> **SOURCE DOCUMENT**
%%

On October 18, 1939, Costa came across 50-year-old Rosalina Augusta Santana, an old acquaintance of his. After talking for some time, they agreed to have sex and went to a vacant lot on Veiga Street in the Partenon neighborhood. Once they got there, Costa told her of his sexual fetishes, but when Santana refused to indulge in his fantasies, he grew angry and attacked her. While she viciously scratched him, Santana was overpowered and ultimately strangled to death. After killing her, Costa had sex with her corpse.

When the body was found, investigators examined remnants of skin found on the victim's fingernails that appeared to match Costa, who had suspicious scratches on his face. Not long after, he was arrested and confessed to the crime. As a result, he was sentenced to an additional 21 years imprisonment and returned to the prison.

%%

[Dataset entries]
%%

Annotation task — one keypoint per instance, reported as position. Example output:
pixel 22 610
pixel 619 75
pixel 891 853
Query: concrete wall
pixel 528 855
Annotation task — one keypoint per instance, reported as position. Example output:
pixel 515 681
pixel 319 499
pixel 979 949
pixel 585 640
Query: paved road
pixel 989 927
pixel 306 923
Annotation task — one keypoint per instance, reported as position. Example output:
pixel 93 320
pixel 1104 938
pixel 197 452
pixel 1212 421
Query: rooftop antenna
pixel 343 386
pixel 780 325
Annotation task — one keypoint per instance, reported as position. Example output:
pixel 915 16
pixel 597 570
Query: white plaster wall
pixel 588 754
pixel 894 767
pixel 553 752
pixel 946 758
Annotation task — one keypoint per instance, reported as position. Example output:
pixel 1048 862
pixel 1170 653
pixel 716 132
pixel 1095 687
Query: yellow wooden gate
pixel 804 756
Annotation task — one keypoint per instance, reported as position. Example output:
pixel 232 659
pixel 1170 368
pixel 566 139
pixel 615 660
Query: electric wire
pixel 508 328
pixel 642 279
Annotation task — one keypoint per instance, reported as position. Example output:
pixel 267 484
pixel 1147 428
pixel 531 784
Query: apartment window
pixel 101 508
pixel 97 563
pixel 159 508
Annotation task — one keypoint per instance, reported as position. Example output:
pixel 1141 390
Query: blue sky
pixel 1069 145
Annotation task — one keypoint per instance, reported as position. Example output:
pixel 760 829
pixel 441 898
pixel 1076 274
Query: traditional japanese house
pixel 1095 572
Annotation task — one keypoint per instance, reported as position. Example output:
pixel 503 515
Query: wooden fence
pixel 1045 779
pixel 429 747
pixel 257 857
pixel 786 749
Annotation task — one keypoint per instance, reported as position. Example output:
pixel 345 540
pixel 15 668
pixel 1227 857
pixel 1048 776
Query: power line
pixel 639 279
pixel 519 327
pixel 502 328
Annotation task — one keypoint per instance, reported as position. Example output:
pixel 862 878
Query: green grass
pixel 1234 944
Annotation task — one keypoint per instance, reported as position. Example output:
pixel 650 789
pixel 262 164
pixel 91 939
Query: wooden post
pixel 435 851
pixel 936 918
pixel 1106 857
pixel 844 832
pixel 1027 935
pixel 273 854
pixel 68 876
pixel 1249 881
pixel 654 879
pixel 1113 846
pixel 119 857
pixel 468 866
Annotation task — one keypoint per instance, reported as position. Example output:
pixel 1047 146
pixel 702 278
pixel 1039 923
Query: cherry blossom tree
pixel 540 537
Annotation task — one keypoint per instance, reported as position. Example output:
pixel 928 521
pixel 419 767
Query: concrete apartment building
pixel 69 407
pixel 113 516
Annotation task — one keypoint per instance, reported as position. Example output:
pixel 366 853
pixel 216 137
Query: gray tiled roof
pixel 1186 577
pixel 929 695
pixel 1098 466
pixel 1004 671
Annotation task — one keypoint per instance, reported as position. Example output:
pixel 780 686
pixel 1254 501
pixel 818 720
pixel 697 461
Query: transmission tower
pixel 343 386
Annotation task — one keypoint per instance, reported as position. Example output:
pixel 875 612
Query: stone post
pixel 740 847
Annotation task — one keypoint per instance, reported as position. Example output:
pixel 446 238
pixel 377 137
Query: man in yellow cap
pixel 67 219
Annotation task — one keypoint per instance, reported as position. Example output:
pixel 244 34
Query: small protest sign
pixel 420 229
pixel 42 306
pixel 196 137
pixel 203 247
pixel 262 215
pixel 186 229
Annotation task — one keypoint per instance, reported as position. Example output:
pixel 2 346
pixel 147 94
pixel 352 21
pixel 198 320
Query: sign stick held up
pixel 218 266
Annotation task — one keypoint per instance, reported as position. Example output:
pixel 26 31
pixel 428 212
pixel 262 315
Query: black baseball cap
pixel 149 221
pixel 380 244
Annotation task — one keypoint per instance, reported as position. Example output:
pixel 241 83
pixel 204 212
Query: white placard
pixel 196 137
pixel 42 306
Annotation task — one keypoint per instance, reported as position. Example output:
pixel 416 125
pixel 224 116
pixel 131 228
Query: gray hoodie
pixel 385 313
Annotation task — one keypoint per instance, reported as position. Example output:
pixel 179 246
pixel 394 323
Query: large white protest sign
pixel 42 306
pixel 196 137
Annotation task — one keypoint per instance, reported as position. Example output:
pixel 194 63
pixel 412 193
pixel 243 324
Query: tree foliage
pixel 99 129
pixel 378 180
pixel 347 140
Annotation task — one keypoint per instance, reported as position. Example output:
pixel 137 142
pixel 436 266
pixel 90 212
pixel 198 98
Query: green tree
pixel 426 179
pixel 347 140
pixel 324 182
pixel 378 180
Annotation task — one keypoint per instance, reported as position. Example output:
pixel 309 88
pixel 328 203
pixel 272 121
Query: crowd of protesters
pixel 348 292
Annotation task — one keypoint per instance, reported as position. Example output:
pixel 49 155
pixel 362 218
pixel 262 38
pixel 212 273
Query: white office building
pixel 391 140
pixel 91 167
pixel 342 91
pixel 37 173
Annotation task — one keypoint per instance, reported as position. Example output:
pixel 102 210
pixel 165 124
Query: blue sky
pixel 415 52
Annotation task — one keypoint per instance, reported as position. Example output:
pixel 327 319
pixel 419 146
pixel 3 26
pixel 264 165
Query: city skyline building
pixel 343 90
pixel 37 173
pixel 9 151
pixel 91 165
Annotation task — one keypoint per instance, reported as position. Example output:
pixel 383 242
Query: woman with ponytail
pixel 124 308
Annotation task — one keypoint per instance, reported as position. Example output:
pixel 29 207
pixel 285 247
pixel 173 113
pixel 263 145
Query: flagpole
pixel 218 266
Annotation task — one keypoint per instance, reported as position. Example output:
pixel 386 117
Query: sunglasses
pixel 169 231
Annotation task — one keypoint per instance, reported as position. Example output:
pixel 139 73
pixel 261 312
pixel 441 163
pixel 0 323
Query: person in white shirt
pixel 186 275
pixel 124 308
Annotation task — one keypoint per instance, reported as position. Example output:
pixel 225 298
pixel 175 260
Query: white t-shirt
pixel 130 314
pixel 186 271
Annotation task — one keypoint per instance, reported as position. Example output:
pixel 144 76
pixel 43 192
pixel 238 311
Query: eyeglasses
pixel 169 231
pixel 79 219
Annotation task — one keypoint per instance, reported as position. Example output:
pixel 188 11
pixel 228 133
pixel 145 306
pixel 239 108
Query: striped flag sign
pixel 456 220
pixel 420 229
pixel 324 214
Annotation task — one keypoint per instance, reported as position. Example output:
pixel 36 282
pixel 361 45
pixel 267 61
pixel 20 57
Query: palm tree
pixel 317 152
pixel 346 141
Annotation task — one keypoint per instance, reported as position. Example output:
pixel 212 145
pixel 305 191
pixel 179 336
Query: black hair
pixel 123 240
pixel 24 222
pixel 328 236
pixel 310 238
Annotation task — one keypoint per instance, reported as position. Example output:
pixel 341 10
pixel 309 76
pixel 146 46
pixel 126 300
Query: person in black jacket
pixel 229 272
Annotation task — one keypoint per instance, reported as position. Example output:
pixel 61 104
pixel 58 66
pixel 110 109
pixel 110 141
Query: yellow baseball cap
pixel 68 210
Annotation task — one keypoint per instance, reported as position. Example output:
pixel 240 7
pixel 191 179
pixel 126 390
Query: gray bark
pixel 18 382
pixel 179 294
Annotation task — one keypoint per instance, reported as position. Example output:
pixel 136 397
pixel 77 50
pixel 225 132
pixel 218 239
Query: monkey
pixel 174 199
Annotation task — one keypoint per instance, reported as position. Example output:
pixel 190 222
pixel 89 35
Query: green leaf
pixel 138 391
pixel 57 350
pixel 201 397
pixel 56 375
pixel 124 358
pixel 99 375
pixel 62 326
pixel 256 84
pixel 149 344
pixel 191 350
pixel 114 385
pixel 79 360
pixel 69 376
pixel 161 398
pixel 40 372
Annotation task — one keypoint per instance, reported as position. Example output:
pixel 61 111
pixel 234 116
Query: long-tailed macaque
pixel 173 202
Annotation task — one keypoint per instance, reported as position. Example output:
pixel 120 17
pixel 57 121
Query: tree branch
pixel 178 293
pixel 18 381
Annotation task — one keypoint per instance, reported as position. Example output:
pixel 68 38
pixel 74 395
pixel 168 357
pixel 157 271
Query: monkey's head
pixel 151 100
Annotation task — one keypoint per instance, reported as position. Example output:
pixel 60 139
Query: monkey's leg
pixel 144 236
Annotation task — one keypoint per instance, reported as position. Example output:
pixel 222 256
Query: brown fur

%%

> **EXERCISE SET**
**1)** Answer these from the account of the 1939 killing of Rosalina Augusta Santana:
(a) How old was Santana?
(b) On which street was the vacant lot where the two went?
(c) How many additional years of imprisonment was Costa sentenced to?
**2)** Reproduce the account of Santana's killing word for word, beginning at the words "On October 18, 1939, Costa" and stopping after "with her corpse.".
**3)** Write what follows in the account of Santana's killing, starting after its final sentence.

> **TASK-BY-TASK ANSWERS**
**1)**
(a) 50 years old
(b) Veiga Street
(c) 21 years

**2)**
On October 18, 1939, Costa came across 50-year-old Rosalina Augusta Santana, an old acquaintance of his. After talking for some time, they agreed to have sex and went to a vacant lot on Veiga Street in the Partenon neighborhood. Once they got there, Costa told her of his sexual fetishes, but when Santana refused to indulge in his fantasies, he grew angry and attacked her. While she viciously scratched him, Santana was overpowered and ultimately strangled to death. After killing her, Costa had sex with her corpse.

**3)**
=== Psychiatric evaluation and release ===
In 1946, the prison's Anthropological Office ordered that Costa must undergo a psychiatric evaluation to determine what caused him to commit his crimes. After four months of observation, the psychiatrists concluded that he was an "instinctive pervert, sadist and necrophiliac" who posed a high risk to those around him and should not be released under any circumstances. This decision was supported by the Anthropological Office's board.

However, in 1948, Costa requested that he be paroled, citing state law that explicitly stated that prisoners should serve a maximum of 30 years of their sentence. His appeals were processed several times, almost always being denied. When he reached the Federal Superior Court, however, Justice Dionisio Lima da Silva decided to grant his request despite the protests of psychiatrists, and on June 7, 1950, Costa was released.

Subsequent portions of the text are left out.